**** Material for this task

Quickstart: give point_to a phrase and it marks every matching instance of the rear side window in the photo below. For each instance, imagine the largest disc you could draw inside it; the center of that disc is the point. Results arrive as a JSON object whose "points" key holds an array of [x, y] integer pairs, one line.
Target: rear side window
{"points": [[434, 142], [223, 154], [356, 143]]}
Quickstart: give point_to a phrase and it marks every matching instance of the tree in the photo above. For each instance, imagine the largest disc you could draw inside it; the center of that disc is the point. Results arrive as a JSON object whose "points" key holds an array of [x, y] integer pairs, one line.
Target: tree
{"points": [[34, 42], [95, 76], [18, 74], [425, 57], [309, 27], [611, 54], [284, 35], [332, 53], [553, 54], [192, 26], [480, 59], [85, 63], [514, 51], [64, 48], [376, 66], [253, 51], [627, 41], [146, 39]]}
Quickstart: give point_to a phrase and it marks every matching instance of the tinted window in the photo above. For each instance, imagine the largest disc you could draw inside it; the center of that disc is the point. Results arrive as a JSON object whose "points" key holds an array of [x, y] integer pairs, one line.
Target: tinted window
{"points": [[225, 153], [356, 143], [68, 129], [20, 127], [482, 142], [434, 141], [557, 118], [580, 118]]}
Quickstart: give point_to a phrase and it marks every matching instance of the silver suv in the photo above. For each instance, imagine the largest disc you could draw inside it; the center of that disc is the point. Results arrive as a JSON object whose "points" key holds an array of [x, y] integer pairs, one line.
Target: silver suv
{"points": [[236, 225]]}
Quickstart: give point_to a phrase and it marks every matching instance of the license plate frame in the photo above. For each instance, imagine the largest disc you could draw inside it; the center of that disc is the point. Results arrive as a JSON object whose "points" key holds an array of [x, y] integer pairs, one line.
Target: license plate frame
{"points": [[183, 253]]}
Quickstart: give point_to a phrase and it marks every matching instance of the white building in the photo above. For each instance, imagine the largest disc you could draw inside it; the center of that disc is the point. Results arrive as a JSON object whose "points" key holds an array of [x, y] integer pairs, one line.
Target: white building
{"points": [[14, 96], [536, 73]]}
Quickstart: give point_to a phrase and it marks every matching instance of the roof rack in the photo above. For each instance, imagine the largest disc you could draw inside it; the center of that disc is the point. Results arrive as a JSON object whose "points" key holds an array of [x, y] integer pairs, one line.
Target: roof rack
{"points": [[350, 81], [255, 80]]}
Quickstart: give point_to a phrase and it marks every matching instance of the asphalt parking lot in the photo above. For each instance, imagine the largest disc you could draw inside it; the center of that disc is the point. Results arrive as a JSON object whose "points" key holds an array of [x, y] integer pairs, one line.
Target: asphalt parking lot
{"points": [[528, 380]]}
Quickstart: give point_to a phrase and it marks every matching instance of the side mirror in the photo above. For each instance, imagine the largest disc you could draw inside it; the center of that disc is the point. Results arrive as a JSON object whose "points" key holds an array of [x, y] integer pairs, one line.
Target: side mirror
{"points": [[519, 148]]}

********

- [How to complete this task]:
Line by line, copy the entries above exactly as they appear.

- [Result below]:
Quickstart: give point_to a phrase and it marks every matching instance of the rear side window in the photo below. For each instance, imagine the largest disc you could draw inside it; the center of that disc is the point. Results arrive as a JSON object whose "points" key holds an array of [x, y] integer pairs, one line.
Target: rear side window
{"points": [[434, 142], [223, 154], [356, 143]]}
Quickstart: give point_to a phrase and it marks every matching instance of the tree in the photo above. For each instance, imagine the largest disc you could draw inside it; the center of that disc is the point. Results arrive as a JSON object whose "points" key holds an array of [x, y] integer pairs, one line.
Target: tree
{"points": [[34, 42], [95, 76], [18, 74], [425, 57], [309, 27], [611, 54], [284, 35], [332, 53], [553, 54], [192, 26], [480, 59], [85, 63], [514, 51], [64, 48], [376, 66], [253, 51], [627, 41], [146, 39]]}
Quickstart: give point_to a phrase and it marks every matching instance of the tinted window in the photo above. For each instance, imagine the largest disc you could draw inside it; the center of that disc is the point. Results arrive as a JSON object whose "points" key holds an array of [x, y] integer pairs, one line.
Target: tinted window
{"points": [[225, 153], [356, 143], [68, 129], [20, 127], [482, 142], [434, 141], [557, 118], [580, 118]]}
Quickstart: give point_to a phrase and it marks every matching instance of the silver suv in the photo above. For each instance, imagine the largest disc you could draw inside it; the center of that disc is the point. Results arrive as a JSON object whose "points" key holds an array of [x, y] integer pairs, one line.
Target: silver suv
{"points": [[236, 225]]}
Quickstart: give point_to a phrase and it marks every matching instance of the license plate frame in the photo above. For each instance, imagine the largest disc you could draw inside it; the center of that disc is the point. Results arrive as a JSON object whose "points" key holds an array of [x, y] integer pairs, one line.
Target: license plate frame
{"points": [[183, 253]]}
Quickstart: give point_to a phrase and it marks every matching instance of the white building in the photo above. For each instance, imagine the largest disc you could draw inside it; the center of that disc is the point. Results arrive as a JSON object whose "points" key holds an array of [x, y] integer pairs, one line.
Target: white building
{"points": [[14, 96], [536, 73]]}
Quickstart: give point_to a phrase and it marks every matching instance of the roof rack in the photo above. For each instance, imagine the largest disc you could draw inside it; the center of that disc is the point. Results arrive as a JSON object whose "points" key holds an array of [x, y] integer pairs, one line.
Target: roof rack
{"points": [[350, 81], [255, 80]]}
Quickstart: give point_to a phrase and it marks every matching instance of the asphalt parking lot in the photo above. For each instance, imagine the largest disc you could draw inside it; the center of that disc is the point. Results arrive as a JSON object whose "points" key holds an array of [x, y] integer pairs, one line.
Target: asphalt parking lot
{"points": [[528, 380]]}
Quickstart: give point_to a phrase and it marks every matching instance of the side mirror in the photo above. For each instance, imagine the largest disc you could draw inside it; the center of that disc is the point. Results arrive as a JSON object whose "points" key holds an array of [x, y] integer pairs, one line.
Target: side mirror
{"points": [[519, 148]]}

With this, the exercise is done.